- **WHAT THE TASK REQUIRES**: Tally the lines in the items below that contain the word "arched", and reply with the number alone.

- **DATA PROVIDED**:
<<<<

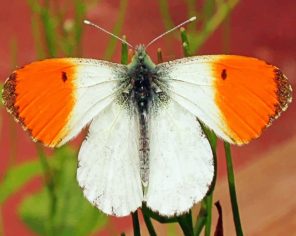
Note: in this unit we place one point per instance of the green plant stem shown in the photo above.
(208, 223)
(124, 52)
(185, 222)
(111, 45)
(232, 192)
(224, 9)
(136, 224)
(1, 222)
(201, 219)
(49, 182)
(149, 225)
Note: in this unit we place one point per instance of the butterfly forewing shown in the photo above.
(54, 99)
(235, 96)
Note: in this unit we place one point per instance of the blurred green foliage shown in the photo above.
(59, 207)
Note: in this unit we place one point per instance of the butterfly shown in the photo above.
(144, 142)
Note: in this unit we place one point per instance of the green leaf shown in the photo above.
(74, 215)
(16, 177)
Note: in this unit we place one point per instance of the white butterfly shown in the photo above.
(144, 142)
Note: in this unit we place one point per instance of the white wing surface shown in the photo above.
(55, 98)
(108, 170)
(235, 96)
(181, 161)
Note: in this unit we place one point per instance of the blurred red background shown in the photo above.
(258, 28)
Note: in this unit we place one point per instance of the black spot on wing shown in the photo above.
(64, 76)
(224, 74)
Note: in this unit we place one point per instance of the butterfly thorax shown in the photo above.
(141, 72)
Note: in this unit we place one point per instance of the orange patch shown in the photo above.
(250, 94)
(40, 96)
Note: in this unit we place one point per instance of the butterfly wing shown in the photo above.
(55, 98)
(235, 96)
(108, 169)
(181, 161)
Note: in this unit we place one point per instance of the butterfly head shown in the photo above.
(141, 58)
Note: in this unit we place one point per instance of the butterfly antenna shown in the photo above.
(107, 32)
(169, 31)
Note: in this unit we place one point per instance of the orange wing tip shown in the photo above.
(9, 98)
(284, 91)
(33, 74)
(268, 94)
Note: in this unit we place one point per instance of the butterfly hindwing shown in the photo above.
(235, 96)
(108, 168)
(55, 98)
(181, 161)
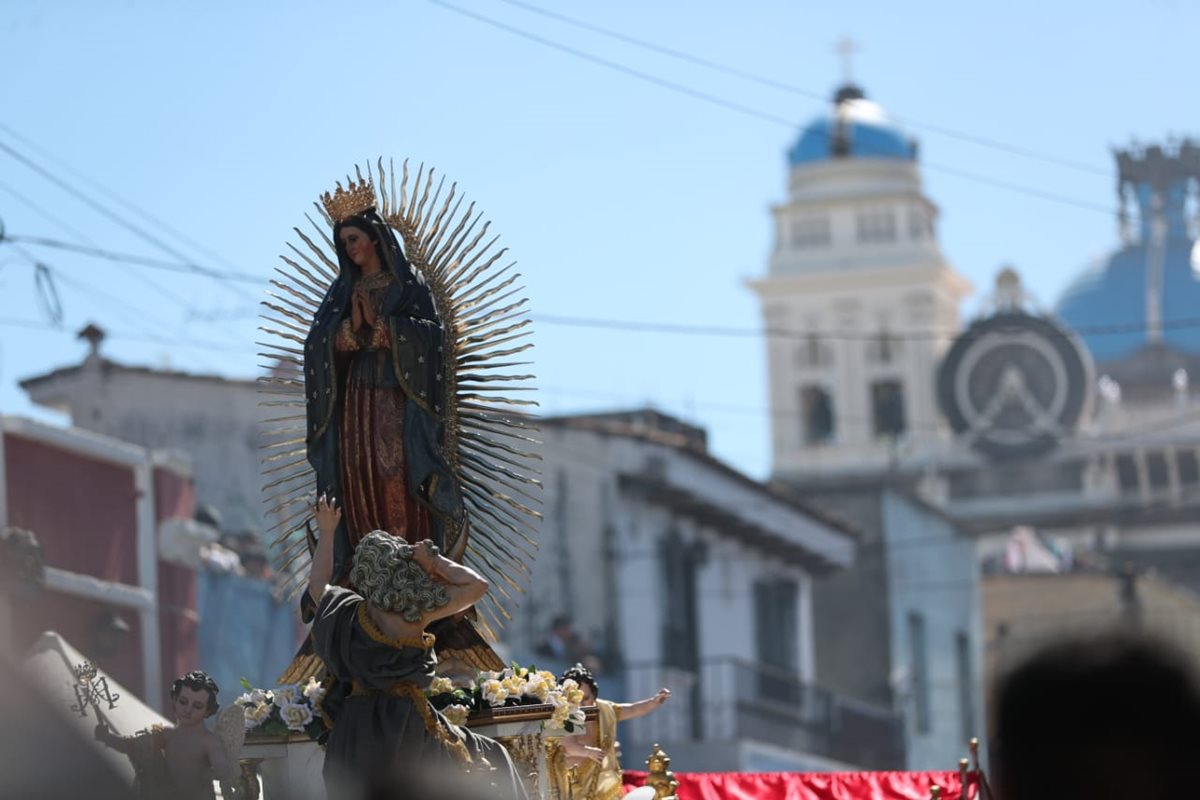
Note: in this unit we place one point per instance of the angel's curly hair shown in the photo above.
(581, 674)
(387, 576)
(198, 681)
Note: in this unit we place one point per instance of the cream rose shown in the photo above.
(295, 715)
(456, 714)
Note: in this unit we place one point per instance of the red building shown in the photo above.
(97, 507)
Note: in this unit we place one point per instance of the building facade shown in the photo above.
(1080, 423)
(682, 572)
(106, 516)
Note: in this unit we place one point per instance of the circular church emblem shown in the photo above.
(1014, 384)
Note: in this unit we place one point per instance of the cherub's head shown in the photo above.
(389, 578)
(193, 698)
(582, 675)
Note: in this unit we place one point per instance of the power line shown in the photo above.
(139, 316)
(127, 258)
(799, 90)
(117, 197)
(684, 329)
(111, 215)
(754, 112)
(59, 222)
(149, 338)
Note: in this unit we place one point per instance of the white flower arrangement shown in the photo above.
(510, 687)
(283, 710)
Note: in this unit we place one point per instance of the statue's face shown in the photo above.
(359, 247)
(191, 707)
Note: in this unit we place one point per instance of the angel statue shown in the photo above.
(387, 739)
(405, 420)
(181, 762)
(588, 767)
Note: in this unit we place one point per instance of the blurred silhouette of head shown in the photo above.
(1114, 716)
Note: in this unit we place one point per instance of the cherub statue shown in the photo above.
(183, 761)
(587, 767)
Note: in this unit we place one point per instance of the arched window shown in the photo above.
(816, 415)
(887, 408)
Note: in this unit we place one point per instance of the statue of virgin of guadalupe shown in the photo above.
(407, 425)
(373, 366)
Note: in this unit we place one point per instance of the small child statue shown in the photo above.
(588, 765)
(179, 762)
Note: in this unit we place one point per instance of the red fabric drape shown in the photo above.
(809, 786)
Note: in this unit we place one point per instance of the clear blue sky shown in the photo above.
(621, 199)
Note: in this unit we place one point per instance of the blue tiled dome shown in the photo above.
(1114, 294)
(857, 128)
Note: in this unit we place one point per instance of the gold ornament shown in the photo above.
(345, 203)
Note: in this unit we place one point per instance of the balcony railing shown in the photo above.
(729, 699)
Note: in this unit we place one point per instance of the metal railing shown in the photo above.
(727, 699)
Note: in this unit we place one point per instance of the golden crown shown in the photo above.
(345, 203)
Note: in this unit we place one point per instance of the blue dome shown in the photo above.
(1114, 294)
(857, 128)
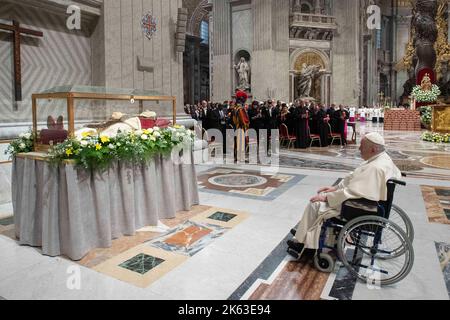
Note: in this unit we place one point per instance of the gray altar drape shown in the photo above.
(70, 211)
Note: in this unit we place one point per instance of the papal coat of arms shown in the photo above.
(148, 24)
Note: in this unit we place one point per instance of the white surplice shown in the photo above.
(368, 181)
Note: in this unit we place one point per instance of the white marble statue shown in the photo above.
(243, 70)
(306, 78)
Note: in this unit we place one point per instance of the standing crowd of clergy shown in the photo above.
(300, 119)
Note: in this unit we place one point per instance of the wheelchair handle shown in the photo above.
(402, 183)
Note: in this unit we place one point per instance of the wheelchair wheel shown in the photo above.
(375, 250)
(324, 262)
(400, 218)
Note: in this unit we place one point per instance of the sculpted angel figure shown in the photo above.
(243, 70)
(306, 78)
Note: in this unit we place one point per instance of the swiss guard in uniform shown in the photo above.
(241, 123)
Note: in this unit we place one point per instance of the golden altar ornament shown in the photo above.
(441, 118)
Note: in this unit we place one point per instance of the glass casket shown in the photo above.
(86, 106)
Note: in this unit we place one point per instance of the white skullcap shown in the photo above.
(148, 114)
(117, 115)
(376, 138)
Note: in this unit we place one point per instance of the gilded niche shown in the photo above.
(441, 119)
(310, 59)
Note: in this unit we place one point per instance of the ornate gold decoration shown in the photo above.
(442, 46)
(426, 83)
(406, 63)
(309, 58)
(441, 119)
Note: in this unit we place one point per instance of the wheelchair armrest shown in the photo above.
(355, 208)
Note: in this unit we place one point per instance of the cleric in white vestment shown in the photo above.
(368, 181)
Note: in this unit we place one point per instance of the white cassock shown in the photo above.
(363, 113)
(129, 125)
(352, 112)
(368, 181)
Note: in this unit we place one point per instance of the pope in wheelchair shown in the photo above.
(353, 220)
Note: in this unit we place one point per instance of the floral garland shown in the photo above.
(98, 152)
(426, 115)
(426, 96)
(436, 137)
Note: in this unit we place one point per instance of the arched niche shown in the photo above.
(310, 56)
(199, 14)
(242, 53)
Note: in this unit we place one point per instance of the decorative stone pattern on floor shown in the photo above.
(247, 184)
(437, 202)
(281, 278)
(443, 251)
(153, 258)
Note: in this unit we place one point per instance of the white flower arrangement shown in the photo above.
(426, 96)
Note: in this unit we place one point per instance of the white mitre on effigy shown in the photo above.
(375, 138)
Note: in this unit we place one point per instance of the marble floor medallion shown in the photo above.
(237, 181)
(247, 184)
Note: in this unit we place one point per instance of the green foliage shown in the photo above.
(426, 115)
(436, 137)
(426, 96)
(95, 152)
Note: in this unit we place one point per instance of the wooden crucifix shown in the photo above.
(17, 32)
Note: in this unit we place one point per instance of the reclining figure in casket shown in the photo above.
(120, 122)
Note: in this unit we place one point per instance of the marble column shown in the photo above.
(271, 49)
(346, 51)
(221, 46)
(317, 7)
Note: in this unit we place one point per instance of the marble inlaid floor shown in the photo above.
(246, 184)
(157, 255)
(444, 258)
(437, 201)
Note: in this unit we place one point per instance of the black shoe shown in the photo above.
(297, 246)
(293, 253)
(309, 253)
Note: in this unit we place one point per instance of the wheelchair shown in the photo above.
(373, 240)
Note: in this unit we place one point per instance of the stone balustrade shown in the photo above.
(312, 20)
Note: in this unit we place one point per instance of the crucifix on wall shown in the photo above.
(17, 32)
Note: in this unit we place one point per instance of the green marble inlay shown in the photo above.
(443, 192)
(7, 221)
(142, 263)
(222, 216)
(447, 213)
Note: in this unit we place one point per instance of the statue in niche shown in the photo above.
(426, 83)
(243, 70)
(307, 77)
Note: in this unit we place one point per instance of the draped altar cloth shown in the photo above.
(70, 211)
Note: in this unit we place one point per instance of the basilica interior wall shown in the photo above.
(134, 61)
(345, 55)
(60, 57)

>>>>
<<<<

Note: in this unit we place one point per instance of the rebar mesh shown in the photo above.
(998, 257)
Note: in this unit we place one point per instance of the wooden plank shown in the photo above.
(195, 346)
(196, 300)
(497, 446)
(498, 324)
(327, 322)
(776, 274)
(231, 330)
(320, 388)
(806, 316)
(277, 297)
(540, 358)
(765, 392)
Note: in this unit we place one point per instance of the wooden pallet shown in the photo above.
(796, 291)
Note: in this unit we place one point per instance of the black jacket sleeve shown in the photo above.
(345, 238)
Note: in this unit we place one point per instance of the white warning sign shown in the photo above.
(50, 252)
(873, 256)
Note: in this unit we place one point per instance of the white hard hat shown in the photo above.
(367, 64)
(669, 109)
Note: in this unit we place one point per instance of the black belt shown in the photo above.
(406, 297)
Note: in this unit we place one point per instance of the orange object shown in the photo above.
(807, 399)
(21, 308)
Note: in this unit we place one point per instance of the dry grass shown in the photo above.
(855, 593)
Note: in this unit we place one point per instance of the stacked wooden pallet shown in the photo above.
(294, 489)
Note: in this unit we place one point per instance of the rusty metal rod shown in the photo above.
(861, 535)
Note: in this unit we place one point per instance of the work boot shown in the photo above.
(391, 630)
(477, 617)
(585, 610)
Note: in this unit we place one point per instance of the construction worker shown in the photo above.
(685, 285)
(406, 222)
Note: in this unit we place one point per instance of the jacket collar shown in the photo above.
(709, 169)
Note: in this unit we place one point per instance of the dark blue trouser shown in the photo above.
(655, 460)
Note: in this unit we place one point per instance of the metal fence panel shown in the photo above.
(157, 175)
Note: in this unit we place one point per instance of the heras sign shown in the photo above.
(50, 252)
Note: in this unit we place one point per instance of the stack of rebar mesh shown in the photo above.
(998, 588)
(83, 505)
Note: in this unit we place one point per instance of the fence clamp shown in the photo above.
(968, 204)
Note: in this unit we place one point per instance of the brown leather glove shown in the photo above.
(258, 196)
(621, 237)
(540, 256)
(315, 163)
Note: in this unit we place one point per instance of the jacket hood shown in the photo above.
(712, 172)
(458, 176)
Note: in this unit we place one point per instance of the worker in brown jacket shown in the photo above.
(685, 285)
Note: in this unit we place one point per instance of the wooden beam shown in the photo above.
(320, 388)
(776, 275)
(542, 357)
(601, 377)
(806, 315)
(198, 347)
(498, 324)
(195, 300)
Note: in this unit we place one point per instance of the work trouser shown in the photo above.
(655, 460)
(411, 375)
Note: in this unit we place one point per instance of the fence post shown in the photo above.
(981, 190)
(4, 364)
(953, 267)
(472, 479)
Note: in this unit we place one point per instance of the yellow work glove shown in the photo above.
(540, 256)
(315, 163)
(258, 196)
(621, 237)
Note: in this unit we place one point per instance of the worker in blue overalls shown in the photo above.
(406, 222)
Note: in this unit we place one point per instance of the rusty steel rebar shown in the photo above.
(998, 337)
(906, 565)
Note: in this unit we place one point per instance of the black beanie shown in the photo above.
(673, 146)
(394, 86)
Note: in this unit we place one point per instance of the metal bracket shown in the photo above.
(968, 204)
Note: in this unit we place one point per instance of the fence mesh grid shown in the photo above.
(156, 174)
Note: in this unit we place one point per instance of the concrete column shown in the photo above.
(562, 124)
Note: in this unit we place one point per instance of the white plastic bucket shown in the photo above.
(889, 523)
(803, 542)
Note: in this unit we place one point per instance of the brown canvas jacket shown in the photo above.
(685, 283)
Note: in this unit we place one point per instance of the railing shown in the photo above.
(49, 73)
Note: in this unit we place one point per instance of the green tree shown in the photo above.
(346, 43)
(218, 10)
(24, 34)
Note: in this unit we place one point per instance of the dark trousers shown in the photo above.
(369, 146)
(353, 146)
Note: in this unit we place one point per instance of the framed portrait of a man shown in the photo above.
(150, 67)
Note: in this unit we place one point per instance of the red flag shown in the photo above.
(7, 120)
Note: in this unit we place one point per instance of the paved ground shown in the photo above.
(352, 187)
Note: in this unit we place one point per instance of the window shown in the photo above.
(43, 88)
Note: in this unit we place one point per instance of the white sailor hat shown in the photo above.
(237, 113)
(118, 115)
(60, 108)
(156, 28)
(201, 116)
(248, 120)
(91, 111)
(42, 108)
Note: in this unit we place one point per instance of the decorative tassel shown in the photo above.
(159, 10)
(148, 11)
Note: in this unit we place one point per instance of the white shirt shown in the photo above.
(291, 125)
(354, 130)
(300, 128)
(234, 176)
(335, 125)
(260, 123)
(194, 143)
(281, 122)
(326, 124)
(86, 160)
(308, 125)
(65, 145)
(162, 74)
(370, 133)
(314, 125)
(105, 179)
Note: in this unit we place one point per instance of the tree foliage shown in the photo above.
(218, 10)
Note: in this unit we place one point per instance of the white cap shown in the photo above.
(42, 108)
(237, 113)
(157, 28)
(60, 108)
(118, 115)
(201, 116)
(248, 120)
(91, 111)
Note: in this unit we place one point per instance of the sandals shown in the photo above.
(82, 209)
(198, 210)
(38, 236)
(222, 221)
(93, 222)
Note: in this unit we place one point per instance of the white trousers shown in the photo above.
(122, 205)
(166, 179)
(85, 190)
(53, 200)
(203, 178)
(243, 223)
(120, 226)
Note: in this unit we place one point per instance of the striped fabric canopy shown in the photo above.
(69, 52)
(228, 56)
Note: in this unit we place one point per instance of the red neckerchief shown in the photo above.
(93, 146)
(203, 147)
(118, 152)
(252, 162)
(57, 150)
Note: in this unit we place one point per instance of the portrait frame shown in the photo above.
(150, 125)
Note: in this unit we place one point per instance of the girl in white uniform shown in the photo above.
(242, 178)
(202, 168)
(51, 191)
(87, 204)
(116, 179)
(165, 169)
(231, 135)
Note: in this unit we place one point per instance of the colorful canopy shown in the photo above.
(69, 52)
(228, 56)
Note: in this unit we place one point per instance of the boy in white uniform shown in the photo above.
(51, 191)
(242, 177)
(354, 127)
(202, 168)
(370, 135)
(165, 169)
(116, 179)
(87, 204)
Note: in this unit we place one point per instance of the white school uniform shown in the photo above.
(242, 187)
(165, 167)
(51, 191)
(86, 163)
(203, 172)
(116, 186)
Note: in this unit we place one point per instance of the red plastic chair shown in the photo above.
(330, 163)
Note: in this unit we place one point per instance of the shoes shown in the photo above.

>>>>
<<<<

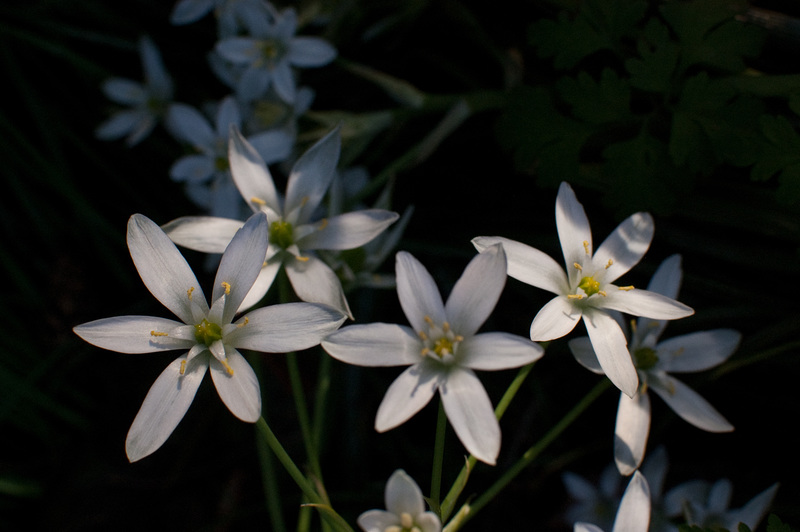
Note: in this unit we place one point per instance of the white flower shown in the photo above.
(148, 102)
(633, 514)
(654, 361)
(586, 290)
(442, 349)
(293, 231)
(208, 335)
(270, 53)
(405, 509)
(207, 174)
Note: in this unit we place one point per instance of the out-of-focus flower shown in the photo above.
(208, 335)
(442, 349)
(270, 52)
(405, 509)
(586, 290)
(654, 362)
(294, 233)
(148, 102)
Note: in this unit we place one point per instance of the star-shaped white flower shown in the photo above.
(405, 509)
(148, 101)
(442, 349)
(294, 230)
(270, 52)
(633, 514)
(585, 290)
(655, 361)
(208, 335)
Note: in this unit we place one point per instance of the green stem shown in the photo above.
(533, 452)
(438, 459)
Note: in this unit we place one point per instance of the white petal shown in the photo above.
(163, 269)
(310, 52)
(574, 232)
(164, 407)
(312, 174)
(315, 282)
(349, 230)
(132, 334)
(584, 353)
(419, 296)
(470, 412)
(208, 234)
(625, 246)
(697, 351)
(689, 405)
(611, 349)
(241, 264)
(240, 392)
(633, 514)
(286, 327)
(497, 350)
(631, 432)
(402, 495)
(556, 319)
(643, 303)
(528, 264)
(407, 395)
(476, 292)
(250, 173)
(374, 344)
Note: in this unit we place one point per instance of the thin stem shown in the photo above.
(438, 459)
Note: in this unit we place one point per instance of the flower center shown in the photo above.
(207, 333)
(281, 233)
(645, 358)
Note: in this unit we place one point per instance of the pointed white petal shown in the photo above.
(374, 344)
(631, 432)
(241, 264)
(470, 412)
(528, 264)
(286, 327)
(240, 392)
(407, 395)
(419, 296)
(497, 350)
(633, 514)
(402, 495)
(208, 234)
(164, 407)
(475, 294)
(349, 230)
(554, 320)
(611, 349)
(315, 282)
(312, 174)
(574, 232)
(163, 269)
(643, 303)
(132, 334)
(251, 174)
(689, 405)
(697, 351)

>>>>

- **TASK OUTPUT**: 2